→ **SUPPLIED PASSAGE**
==*==

Alan, I don't have direct hands-on experience, but one of our application architects does. It won't make you head-over-heels ecstatic, but you'll probably find his feedback heartening:

You do need to look via Developer Tools in the browser(s) to see how Lectora has created the HTML markup after the Javascript rendering.

What Lectora is not able to make accessible by their built-in objects (in the html as javascript objects), can be made accessible by using extension objects in Lectora – which can be, your own HTML code, your own Javascript functions and the ability to call the functions from within Lectora, and your own CSS modifications. These “new” Lectora object extensions can then be re-used in other Lectora titles. There is nothing that I have encountered that I have not been able to create a work around for in a Lectora title.

So, not native support for accessibility, but can be made accessible. I'll have to ask to what extent the issue was support for basic semantics and to what extent it was support for interactive features.

==*==

→ **WHAT THIS TASK INVOLVES**
Continue the forum reply about making Lectora courses accessible, starting right after its final sentence.

==*==

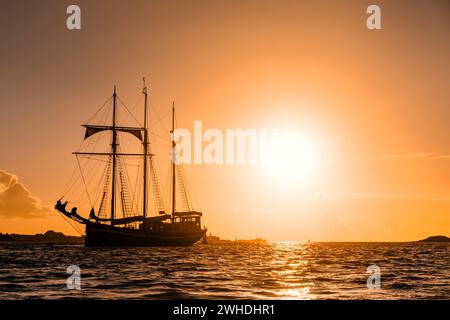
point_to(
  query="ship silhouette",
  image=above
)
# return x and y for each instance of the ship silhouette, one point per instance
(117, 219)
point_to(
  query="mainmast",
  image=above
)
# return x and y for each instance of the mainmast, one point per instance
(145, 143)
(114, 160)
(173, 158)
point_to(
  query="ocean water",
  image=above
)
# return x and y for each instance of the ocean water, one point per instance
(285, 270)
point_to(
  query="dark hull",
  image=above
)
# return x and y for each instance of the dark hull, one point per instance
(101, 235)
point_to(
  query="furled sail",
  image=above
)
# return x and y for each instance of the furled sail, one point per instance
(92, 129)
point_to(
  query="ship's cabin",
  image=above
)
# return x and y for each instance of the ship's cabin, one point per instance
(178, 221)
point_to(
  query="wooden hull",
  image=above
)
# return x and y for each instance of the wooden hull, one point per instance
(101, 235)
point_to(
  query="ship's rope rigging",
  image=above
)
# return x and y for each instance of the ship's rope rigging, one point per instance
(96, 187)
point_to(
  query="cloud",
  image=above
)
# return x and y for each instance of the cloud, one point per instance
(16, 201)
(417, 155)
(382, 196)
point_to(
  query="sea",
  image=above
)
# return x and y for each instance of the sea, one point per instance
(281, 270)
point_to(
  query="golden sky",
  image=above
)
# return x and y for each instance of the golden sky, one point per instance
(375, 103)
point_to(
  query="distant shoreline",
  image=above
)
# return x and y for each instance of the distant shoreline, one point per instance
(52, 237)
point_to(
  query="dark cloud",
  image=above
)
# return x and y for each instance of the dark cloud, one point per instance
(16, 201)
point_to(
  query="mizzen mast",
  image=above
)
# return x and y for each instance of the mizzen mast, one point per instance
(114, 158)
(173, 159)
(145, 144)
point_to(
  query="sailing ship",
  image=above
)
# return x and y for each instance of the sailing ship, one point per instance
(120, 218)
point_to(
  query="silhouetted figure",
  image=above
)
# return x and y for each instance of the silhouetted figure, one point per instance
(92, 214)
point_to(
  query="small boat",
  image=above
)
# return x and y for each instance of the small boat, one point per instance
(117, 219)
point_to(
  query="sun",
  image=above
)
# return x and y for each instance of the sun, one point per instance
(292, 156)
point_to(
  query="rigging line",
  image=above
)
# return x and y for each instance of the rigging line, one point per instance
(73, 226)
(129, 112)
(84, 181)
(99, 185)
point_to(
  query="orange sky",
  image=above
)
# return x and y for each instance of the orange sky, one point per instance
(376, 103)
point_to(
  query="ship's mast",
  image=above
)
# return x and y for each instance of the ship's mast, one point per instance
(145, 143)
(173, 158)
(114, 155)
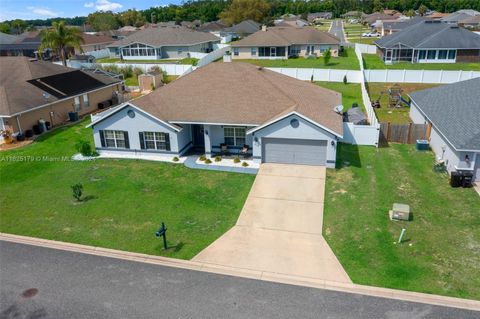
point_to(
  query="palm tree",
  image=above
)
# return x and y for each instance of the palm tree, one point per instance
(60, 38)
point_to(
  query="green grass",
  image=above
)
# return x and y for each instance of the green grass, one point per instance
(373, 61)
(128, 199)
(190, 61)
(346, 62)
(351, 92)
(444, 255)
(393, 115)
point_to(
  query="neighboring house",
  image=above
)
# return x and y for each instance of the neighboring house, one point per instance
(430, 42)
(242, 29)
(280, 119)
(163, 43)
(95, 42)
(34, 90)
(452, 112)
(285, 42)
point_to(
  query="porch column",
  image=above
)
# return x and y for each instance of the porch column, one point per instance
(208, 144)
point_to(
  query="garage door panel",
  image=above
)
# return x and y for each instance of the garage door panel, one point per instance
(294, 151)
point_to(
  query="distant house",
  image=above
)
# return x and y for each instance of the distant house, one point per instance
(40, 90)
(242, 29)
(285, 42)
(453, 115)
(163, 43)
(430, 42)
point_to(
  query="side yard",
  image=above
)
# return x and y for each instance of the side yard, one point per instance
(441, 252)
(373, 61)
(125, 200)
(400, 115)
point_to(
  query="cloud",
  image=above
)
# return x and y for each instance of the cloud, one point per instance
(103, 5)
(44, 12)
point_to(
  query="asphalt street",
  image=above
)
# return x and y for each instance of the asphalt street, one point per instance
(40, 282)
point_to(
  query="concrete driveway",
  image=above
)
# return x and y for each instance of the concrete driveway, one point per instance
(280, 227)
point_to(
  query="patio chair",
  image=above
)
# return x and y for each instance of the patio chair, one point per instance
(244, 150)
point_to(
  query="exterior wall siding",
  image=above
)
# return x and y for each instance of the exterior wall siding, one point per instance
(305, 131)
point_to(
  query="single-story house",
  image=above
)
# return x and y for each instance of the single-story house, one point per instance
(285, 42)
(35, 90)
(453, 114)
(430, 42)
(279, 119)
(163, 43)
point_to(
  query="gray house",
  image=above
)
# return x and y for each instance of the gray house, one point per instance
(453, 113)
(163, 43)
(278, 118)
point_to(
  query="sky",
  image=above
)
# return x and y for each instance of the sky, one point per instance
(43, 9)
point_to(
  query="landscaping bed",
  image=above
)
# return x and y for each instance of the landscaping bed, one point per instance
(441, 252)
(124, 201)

==*==

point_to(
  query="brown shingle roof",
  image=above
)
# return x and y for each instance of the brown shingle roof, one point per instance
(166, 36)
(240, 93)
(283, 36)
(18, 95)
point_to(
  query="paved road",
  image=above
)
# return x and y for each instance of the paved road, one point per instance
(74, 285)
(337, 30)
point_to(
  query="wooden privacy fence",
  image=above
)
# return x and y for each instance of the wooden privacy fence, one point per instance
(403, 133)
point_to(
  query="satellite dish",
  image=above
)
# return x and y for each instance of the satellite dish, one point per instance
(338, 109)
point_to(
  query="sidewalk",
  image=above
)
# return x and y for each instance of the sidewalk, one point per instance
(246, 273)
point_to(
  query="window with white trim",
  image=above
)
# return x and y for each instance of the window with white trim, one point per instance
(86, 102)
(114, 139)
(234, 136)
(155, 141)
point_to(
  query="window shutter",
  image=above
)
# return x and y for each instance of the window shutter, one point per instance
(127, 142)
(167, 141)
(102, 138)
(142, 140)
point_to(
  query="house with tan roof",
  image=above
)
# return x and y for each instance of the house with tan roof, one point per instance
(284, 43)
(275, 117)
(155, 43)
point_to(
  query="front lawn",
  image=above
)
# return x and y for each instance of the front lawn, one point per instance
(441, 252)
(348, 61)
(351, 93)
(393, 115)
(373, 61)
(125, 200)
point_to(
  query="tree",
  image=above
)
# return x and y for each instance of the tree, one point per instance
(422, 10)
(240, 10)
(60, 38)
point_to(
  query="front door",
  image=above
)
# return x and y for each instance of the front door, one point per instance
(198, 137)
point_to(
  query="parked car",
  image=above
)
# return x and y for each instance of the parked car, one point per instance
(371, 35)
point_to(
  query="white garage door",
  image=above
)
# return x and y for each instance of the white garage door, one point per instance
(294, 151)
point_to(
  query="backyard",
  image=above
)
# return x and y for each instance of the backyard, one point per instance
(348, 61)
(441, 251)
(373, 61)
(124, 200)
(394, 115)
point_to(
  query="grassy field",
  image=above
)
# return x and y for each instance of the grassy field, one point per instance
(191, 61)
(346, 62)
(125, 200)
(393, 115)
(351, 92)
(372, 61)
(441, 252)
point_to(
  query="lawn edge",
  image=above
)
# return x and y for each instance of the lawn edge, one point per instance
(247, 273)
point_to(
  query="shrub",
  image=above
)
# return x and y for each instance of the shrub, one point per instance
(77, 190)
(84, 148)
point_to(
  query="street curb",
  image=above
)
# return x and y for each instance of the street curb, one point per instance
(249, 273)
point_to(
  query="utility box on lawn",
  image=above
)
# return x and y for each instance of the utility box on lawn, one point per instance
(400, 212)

==*==

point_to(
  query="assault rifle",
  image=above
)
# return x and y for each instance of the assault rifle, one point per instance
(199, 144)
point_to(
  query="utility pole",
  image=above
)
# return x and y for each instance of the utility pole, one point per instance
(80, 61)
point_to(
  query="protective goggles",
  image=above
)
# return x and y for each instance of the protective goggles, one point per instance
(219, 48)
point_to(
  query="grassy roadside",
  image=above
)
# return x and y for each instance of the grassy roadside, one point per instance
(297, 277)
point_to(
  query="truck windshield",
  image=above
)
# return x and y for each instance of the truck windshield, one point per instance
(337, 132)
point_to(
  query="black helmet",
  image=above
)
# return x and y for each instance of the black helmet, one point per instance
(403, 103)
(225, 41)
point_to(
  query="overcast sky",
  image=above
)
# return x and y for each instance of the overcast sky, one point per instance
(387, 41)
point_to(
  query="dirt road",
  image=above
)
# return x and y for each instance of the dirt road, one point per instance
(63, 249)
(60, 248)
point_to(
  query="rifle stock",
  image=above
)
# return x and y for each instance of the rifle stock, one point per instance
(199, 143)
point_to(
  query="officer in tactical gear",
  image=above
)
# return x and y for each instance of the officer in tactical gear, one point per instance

==*==

→ **OUTPUT FOR THIS EXERCISE**
Cliff

Cliff Tyllick
EIR Accessibility Coordinator
Texas Health & Human Services Commission
512-438-2494
<EMAIL REMOVED>



-----Original Message-----
From: WebAIM-Forum [mailto: <EMAIL REMOVED> ] On Behalf Of Alan Zaitchik
Sent: Thursday, September 29, 2016 10:07 AM
To: <EMAIL REMOVED>
Subject: [WebAIM] Lectora

Anyone have experience with Lectora? We're curious as to whether the online, cloud-based Lectora generates good semantic structure. Our experience with Captivate was very unhappy, despite Adobe's claims about accessibility, so any hands-on feedback would be most appreciated!